INSTRUCTIONS FOR THE TASK
Please write out every one of the rows below word for word, changing nothing.

EXTRACTED MATERIAL
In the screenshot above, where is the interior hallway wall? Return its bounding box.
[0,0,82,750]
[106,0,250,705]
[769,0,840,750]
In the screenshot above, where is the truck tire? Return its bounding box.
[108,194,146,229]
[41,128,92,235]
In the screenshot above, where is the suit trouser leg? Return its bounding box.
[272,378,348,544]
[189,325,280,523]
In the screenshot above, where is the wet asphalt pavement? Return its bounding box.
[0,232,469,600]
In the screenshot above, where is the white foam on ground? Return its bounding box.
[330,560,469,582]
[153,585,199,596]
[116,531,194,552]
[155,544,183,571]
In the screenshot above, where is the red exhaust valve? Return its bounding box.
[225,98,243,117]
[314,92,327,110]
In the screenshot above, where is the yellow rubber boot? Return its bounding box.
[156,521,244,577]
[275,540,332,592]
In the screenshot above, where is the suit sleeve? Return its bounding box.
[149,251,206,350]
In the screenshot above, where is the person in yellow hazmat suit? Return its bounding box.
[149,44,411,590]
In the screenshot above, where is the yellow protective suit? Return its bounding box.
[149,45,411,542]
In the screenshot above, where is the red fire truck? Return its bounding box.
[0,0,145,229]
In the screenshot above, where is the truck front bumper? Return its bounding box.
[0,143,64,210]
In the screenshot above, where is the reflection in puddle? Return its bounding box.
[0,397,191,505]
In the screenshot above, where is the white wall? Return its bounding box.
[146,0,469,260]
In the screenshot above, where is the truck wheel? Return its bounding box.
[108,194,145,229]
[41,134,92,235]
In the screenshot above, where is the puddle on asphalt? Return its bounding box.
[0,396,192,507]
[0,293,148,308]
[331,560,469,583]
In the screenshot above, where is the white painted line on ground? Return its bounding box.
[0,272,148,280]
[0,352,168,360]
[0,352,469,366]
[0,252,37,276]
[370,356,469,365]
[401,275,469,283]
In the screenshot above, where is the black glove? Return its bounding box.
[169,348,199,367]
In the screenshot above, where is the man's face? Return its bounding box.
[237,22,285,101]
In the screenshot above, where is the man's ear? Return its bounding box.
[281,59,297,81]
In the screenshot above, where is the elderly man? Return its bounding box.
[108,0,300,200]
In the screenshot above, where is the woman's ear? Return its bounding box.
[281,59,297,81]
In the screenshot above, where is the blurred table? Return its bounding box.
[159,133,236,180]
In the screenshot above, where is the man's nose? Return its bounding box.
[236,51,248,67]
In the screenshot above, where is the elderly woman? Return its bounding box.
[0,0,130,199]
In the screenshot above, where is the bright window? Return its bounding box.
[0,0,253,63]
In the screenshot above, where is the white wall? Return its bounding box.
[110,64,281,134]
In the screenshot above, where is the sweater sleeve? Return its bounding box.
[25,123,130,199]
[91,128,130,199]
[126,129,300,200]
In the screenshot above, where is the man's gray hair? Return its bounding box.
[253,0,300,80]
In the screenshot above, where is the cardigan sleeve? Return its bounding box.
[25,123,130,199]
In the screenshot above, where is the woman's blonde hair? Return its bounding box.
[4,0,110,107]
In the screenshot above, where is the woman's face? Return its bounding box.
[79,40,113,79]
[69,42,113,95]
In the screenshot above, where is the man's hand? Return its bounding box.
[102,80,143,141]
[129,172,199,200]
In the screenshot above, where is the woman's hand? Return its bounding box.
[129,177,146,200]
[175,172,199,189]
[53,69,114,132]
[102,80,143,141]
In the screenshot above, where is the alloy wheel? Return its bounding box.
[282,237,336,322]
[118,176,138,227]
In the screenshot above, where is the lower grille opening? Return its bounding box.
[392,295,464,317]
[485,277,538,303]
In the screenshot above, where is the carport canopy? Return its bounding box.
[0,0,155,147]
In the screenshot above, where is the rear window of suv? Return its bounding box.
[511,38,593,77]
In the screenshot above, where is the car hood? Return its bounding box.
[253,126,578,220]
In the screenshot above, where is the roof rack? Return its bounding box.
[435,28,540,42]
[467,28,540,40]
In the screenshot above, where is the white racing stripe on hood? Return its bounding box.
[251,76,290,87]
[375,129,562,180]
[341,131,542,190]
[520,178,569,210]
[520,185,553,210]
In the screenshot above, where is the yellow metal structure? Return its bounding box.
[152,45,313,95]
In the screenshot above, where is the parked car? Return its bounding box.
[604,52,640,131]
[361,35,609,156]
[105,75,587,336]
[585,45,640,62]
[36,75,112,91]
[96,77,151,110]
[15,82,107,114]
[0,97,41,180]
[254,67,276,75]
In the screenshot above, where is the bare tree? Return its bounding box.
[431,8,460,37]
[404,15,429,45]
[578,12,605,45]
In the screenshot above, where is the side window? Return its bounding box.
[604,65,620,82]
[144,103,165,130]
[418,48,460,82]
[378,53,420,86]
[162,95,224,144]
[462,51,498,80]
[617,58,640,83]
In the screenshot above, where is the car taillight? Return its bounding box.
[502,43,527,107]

THE SOLUTION
In the screenshot above, where is the interior hallway wall? Return its bounding box.
[0,0,82,750]
[106,0,250,705]
[769,0,840,750]
In the screenshot above, where is the truck tire? Return its bounding box.
[108,194,146,229]
[41,128,92,235]
In the screenshot above, where is the suit trouser leg? Return its bounding box.
[272,378,348,544]
[189,325,280,523]
In the screenshot above, where is the wet asphalt pavement? Return its bounding box.
[0,232,469,600]
In the screenshot above, where is the white foam on ground? Return its bounding box.
[330,560,469,582]
[153,585,199,596]
[116,531,194,552]
[155,544,183,571]
In the screenshot above, where is the red exhaust valve? Return its bounding box.
[225,98,243,117]
[314,92,327,110]
In the screenshot above, where is the yellow rubber boot? Return its bounding box.
[156,521,244,577]
[275,540,332,592]
In the screenshot above, where is the suit sleeve? Return its bounding box.
[149,251,206,350]
In the screenshot above, where is the person in yellow hazmat suit? Return its bounding box.
[149,44,411,590]
In the screenshot above, where is the yellow protective suit? Return its bounding box.
[149,45,411,542]
In the screenshot above, where is the red fire truck? Return its bounding box.
[0,0,145,229]
In the screenshot above, where is the truck front bumper? Return its bounding box.
[0,143,64,210]
In the screenshot above, where is the reflection in puddle? Return its bounding box.
[0,397,191,505]
In the screenshot above, where is the white wall? Return its bounding box.
[146,0,469,260]
In the screenshot above, where is the truck wheel? Return its bounding box.
[108,194,145,229]
[41,134,92,235]
In the screenshot above, where is the puddle on asphalt? Return its bounding box.
[0,396,192,507]
[0,293,148,308]
[331,560,469,583]
In the screenshot above, where is the white painted line on ground? Return its bounding box.
[0,272,148,280]
[0,352,168,360]
[0,352,469,366]
[0,252,37,276]
[370,356,469,365]
[401,275,469,283]
In the screenshot above, where is the black glove? Return its bounding box.
[169,348,199,367]
In the screenshot above, where is the man's face? Return its bounding box.
[237,22,285,101]
In the screenshot above, where is the man's ear? Return its bounding box.
[281,59,297,81]
In the screenshot above, where is the elderly man? Return its bounding box.
[108,0,300,200]
In the screenshot above, where is the woman's ear? Return its bounding box.
[281,59,297,81]
In the screenshot above, where is the blurred table? Return its bounding box.
[159,133,236,180]
In the screenshot above, where is the man's nose? Return its bounding box.
[236,51,248,67]
In the screenshot above, where is the elderly woman? Return its bounding box.
[0,0,130,199]
In the screenshot above, where is the bright window? Return its bounding box.
[0,0,253,63]
In the screenshot above, where is the white wall? Return its bounding box.
[110,64,281,134]
In the screenshot above, where is the sweater sleeve? Return its bounding box.
[25,123,130,199]
[91,128,130,199]
[126,129,300,200]
In the screenshot above, where is the man's gray hair? Return its bounding box.
[253,0,300,80]
In the screenshot above, where is the cardigan sleeve? Return its bounding box.
[25,123,130,199]
In the screenshot above, where is the woman's blonde hair? Return its bounding box.
[4,0,110,107]
In the screenshot above, where is the woman's face? Return its bounding box.
[79,40,113,79]
[69,42,113,95]
In the screenshot above, where is the man's hand? Return its bounding box.
[102,80,143,141]
[129,172,199,200]
In the screenshot above, where is the woman's hand? Return its bounding box.
[129,177,146,200]
[175,172,199,189]
[53,69,114,132]
[102,80,143,141]
In the screenshot above, where is the alloy wheel? Return its bounding box.
[282,237,336,322]
[118,176,138,227]
In the screenshot above, where is the lower grille opening? Return its bounding box.
[392,295,464,317]
[485,277,538,303]
In the screenshot above, where is the carport canopy? Return its bounding box.
[0,0,155,147]
In the screenshot above, where is the rear window of suv? Return its bounding box.
[511,38,593,77]
In the screenshot above, where is the car hood? Return its bounding box.
[253,126,578,220]
In the screenshot above, where is the roof rack? Return its bounding box.
[435,28,540,42]
[467,28,540,40]
In the screenshot above, where is the white racing stripe on hood? Return its bounding box.
[251,76,290,87]
[375,129,562,180]
[341,131,542,190]
[520,178,569,210]
[520,185,553,210]
In the screenshot above, where is the yellow metal structure? Return its bounding box.
[152,45,313,95]
In the screenshot above, where is the parked car? Return its bounding box.
[604,52,640,131]
[361,35,609,156]
[105,75,587,336]
[585,45,640,62]
[36,75,112,91]
[96,77,151,110]
[15,82,107,114]
[0,97,41,180]
[254,67,276,75]
In the screenshot above, where is the bare tree? Return its bounding box.
[431,8,460,37]
[404,15,429,45]
[578,12,605,45]
In the screenshot above, where is the side window? Return its bounding box.
[604,65,620,82]
[144,103,165,130]
[418,48,460,82]
[378,53,420,86]
[162,95,224,144]
[462,51,498,80]
[617,58,640,83]
In the screenshot above, where is the car taillight? Return its bounding box.
[502,43,527,107]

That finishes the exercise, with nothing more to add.